• Exercise task
How many lines in the rows below contain the string "uniform"? Matching is case-sensitive, and the reply should be the number alone.

━━━━━━━━━━━━━━━━━━━━

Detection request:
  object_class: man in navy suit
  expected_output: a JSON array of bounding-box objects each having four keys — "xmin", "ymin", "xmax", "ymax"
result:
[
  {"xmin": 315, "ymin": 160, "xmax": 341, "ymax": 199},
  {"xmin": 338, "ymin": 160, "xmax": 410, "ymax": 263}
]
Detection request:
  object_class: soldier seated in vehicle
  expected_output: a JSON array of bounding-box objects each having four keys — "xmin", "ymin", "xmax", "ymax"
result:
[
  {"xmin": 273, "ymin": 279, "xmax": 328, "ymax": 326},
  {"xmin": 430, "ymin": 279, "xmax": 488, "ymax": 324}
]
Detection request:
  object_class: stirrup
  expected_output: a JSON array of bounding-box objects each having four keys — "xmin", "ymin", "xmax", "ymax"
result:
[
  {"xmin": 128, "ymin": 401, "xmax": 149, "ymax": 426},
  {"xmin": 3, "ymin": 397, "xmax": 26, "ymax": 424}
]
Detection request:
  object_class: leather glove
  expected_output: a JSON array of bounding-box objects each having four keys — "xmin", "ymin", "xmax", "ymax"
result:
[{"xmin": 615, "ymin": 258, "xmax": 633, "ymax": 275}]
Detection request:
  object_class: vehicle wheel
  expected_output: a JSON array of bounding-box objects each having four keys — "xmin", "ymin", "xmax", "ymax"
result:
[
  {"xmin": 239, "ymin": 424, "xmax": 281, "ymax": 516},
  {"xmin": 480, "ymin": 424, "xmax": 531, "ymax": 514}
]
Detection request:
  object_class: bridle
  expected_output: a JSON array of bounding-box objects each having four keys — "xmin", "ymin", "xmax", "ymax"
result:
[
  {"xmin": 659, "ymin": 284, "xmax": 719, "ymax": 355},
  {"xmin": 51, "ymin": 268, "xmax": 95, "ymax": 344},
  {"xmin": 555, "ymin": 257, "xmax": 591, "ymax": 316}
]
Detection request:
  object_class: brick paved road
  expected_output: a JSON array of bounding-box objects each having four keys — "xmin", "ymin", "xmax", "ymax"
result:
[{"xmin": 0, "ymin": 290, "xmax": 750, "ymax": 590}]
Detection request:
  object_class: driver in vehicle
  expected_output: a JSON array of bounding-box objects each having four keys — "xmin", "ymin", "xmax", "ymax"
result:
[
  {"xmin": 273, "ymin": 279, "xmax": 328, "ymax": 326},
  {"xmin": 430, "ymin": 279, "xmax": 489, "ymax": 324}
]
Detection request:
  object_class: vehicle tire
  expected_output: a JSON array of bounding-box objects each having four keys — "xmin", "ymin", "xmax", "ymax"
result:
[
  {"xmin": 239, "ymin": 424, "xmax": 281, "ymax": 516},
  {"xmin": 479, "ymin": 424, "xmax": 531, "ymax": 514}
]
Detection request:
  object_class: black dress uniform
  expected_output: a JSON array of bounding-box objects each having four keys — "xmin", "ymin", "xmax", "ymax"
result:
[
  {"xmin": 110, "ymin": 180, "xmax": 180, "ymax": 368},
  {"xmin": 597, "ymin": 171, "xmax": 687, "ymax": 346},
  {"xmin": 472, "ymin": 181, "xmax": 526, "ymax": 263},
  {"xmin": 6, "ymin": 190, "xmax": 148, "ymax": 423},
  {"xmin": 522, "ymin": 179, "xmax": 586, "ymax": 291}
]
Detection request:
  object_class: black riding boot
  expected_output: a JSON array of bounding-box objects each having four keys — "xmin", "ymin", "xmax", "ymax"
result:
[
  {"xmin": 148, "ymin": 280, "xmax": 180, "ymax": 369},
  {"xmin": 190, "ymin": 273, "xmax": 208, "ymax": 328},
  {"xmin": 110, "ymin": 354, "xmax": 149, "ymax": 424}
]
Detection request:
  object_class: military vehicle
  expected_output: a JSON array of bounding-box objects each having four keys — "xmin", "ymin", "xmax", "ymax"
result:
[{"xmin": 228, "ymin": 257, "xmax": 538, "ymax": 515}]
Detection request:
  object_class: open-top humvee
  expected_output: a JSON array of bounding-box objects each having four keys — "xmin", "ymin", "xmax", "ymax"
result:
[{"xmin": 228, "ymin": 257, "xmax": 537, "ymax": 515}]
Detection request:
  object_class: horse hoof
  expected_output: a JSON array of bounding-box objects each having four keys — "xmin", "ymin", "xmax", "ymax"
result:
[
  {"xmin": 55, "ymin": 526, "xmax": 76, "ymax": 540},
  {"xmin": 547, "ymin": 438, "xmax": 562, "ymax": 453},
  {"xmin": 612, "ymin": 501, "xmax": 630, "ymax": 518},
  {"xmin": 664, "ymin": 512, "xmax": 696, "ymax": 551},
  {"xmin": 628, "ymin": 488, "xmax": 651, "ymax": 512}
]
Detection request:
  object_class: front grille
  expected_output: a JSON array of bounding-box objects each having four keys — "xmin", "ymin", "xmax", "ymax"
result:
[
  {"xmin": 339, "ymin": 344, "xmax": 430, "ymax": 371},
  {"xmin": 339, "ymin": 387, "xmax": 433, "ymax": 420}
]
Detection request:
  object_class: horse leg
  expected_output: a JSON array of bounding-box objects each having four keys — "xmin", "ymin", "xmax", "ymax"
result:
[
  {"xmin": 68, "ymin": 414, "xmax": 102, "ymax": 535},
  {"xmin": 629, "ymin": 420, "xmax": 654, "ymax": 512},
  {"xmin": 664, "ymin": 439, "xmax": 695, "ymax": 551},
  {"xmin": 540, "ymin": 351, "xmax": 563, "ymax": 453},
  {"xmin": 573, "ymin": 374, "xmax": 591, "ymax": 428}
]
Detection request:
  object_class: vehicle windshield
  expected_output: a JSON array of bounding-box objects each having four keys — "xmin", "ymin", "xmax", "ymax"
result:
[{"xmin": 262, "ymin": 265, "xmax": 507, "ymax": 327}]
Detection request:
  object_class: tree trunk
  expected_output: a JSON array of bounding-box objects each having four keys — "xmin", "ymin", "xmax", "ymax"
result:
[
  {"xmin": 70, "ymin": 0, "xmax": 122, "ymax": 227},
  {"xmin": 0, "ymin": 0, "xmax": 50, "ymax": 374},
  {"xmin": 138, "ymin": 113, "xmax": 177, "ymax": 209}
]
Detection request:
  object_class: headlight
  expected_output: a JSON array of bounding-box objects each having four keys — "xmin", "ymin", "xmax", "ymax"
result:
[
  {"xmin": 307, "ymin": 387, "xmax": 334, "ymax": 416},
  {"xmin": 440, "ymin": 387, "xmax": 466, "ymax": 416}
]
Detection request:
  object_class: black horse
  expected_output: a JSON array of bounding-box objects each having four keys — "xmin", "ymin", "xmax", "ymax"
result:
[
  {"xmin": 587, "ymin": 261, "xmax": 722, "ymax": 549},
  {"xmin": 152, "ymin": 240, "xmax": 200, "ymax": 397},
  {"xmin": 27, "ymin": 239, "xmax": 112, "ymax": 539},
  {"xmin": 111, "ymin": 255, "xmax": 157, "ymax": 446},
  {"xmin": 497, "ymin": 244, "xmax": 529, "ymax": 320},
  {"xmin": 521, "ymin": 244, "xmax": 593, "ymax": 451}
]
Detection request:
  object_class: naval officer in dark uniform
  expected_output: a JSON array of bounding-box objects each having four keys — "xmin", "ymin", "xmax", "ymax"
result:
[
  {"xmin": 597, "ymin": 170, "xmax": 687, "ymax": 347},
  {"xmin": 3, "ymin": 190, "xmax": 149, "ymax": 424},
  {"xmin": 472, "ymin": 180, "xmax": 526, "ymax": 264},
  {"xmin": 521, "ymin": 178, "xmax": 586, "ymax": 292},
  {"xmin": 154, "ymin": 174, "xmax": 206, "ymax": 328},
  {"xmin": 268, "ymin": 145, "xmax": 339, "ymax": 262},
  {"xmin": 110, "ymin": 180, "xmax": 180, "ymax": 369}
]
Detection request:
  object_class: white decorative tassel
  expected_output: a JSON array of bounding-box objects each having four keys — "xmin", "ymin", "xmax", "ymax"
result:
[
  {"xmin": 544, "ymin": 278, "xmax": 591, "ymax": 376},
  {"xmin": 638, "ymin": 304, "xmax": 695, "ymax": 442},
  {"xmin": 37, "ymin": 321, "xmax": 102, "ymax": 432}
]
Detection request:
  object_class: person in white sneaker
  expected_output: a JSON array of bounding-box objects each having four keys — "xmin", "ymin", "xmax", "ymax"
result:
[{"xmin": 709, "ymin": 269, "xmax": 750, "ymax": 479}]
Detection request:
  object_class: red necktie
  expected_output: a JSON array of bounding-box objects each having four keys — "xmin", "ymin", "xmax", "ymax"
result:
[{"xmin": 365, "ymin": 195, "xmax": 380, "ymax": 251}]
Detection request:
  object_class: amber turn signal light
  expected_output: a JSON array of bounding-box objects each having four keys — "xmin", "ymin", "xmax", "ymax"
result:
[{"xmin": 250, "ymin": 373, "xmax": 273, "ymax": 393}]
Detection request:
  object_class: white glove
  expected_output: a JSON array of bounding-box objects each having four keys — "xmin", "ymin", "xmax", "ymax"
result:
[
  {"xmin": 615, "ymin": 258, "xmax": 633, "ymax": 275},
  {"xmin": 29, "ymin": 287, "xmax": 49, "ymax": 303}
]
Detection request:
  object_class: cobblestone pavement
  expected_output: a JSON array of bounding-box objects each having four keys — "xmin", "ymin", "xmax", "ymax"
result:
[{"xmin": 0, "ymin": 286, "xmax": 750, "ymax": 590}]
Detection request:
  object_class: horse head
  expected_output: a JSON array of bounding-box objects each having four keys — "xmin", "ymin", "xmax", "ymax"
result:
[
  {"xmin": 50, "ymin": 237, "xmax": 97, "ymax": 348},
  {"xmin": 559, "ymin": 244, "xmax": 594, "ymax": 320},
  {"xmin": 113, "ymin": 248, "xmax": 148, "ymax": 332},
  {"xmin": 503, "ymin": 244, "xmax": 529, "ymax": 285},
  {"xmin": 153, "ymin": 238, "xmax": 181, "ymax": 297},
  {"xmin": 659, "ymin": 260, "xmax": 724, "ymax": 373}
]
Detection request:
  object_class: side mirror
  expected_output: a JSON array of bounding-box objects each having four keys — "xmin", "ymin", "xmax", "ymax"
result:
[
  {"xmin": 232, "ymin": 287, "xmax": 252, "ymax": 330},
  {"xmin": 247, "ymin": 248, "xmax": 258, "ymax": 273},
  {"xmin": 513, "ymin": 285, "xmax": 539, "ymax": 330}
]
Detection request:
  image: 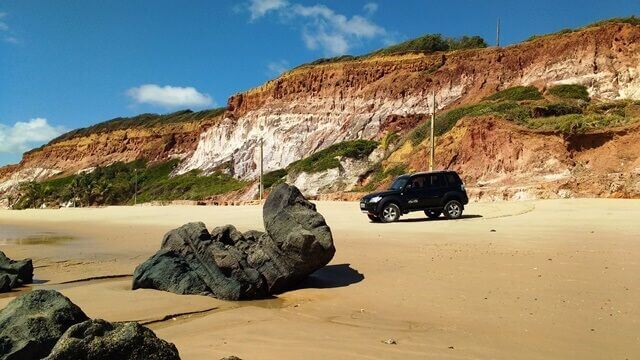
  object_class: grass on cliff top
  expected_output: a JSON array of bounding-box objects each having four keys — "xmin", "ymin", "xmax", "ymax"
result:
[
  {"xmin": 298, "ymin": 34, "xmax": 488, "ymax": 67},
  {"xmin": 14, "ymin": 160, "xmax": 246, "ymax": 209},
  {"xmin": 408, "ymin": 85, "xmax": 640, "ymax": 145},
  {"xmin": 27, "ymin": 108, "xmax": 226, "ymax": 153},
  {"xmin": 524, "ymin": 15, "xmax": 640, "ymax": 42},
  {"xmin": 287, "ymin": 140, "xmax": 378, "ymax": 174},
  {"xmin": 547, "ymin": 84, "xmax": 589, "ymax": 101}
]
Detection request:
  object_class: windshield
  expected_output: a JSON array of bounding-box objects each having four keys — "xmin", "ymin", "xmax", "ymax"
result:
[{"xmin": 389, "ymin": 177, "xmax": 409, "ymax": 190}]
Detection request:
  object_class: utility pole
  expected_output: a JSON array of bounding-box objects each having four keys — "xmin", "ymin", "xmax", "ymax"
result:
[
  {"xmin": 260, "ymin": 135, "xmax": 264, "ymax": 201},
  {"xmin": 496, "ymin": 18, "xmax": 500, "ymax": 47},
  {"xmin": 133, "ymin": 168, "xmax": 138, "ymax": 206},
  {"xmin": 429, "ymin": 91, "xmax": 436, "ymax": 171}
]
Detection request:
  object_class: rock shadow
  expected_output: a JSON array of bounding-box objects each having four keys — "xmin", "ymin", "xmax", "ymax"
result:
[
  {"xmin": 398, "ymin": 214, "xmax": 483, "ymax": 222},
  {"xmin": 295, "ymin": 264, "xmax": 364, "ymax": 289}
]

━━━━━━━━━━━━━━━━━━━━

• Worked solution
2